| Document section |
↓

It improved the clocktime slightly but it seems OF takes more time to be solved. The executionTime is increased from 250 to 390 s, roughly. (check cases 7 vs 10*)
My remaining problems/questions:
- What is the correct way to run ccx_precice parallel in HPC? (I added my slurm script below) (it seems its not mpirun) (I’m using spooles but shall I install other libraries and use them instead? If so, how shall I proceed?) (Please don’t say that this question belongs to ccx forums)
- How shall I use hostfiles correctly, to run the case on multiple nodes or in single node?
- A different way to ask same questions: What is the best practice for running a coupled case using preCICE, OF, CCX on HPC using slurm scripts? (Both for using 1 node and multiple nodes.)
I’m getting frustrated please give me some guidance. (I added my slurm script below where I tried to use hostfiles)
Sincerely
Umut
My slurm script to use hostfiles:
#!/bin/bash
#SBATCH -A account
#SBATCH -n 256
#SBATCH -p queue
# ----------------------------------------------------------------------------
# Environment modules
# (Load everything you need for OpenFOAM, preCICE, CalculiX, etc.)
# ----------------------------------------------------------------------------
export PMIX_MCA_psec=none
module load ek-moduller-easybuild
module load arpack-ng/3.9.0-foss-2023a
spack load openmpi@5.0.6 \
netlib-lapack@3.12.1 \
openblas@0.3.29 \
yaml-cpp@0.8.0 \
openfoam@2312 \
precice@3.1.2 \
petsc@3.22.3
export PATH=$HOME/apps/calculix-adapter-master/bin:$PATH
# Make sure the libraries for preCICE, yaml-cpp, etc. are visible at runtime
export LD_LIBRARY_PATH=$HOME/apps/spack/opt/spack/linux-rhel8-zen2/gcc-12.3.0/precice-3.1.2-ukxuqmx2goykhc5c4tyw3huhawqxokwo/lib64:$LD_LIBRARY_PATH
export LD_LIBRARY_PATH=$HOME/apps/spack/opt/spack/linux-rhel8-zen2/gcc-12.3.0/yaml-cpp-0.8.0-fypxvjn4bec57zb4rq3pb4aqp62vlog7/lib64:$LD_LIBRARY_PATH
export LD_LIBRARY_PATH=$HOME/apps/spack/opt/spack/linux-rhel8-zen2/gcc-12.3.0/netlib-lapack-3.12.1-6wv46i4ij6ilsumqpyw23hmrwpwi7b5q/lib64:$LD_LIBRARY_PATH
export LD_LIBRARY_PATH=$HOME/apps/spack/opt/spack/linux-rhel8-zen2/gcc-12.3.0/petsc-3.22.3-f6fi4zethcvvsqnq6wv5fwxprhsphju7/lib:$LD_LIBRARY_PATH
# ----------------------------------------------------------------------------
# 1) Clean / prepare the tutorial or case
# ----------------------------------------------------------------------------
caseFolder=$(pwd)

↑

| Information supplied |
↓

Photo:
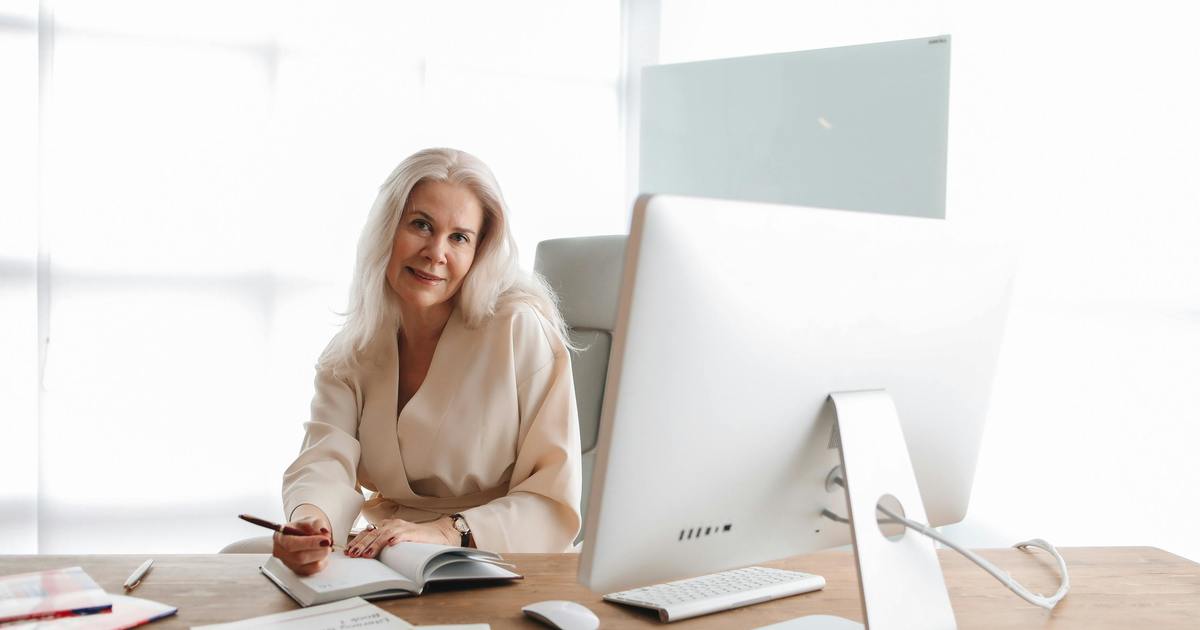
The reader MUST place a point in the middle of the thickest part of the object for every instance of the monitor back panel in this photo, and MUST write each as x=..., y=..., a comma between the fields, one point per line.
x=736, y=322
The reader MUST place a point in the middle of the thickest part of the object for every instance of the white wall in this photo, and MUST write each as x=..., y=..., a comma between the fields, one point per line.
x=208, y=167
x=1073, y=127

↑
↓

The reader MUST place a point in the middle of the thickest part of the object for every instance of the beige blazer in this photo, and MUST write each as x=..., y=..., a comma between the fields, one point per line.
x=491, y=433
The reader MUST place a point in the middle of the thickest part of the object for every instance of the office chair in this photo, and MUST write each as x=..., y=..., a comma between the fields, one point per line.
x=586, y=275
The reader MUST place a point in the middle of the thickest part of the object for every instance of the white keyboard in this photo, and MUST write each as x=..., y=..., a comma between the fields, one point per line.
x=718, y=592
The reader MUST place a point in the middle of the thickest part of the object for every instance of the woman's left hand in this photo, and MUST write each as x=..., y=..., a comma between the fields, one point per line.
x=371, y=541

↑

Continue the forum post about running a coupled preCICE, OpenFOAM, and CalculiX case with Slurm, starting right after its last line.

"$caseFolder/clean-tutorial.sh" > clean-tutorial.log
# ----------------------------------------------------------------------------
# 2) Generate hostfile(s) for OpenMPI
# We have exactly 2 allocated nodes, each with 128 cores.
# ----------------------------------------------------------------------------
rm -f hosts.ompi
for host in $(scontrol show hostname "$SLURM_JOB_NODELIST"); do
# For OpenMPI, the syntax is "host slots=N"
echo "${host} slots=128" >> hosts.ompi
done
# Now split the file so that:
# - 'hosts_openfoam' contains the first node (1 line)
# - 'hosts_ccx' contains the second node (1 line)
head -n 1 hosts.ompi > hosts_openfoam
tail -n 1 hosts.ompi > hosts_ccx
# Extract node names from hostfiles
OF_NODE=$(awk '{print $1}' hosts_openfoam)
CCX_NODE=$(awk '{print $1}' hosts_ccx)
# ----------------------------------------------------------------------------
# 3) Decompose fluid domain (OpenFOAM)
# ----------------------------------------------------------------------------
cd fluid
decomposePar -force > log.decomposePar
cd "$caseFolder"
# ----------------------------------------------------------------------------
# 4) Launch solvers in parallel
# - OpenFOAM: 128 MPI processes on node #1
# - CalculiX: 1 process (with 128 OMP threads) on node #2
#
# We use 'set -m' + subshell + background processes + 'wait'
# so both solvers run in parallel and the script waits for both.
# ----------------------------------------------------------------------------
set -m
(
# --- 4a) OpenFOAM (MPI, node #1) ---
cd fluid
mpirun -np 128 -hostfile ../hosts_openfoam buoyantSimpleFoam -parallel > log.buoyantSimpleFoam &
cd ..
echo "OpenFOAM is running on $OF_NODE"
# --- 2b) CalculiX (using srun) ---
echo "Starting CalculiX on $CCX_NODE"
srun --nodes=1 --ntasks=1 --nodelist="$CCX_NODE" \
bash -c "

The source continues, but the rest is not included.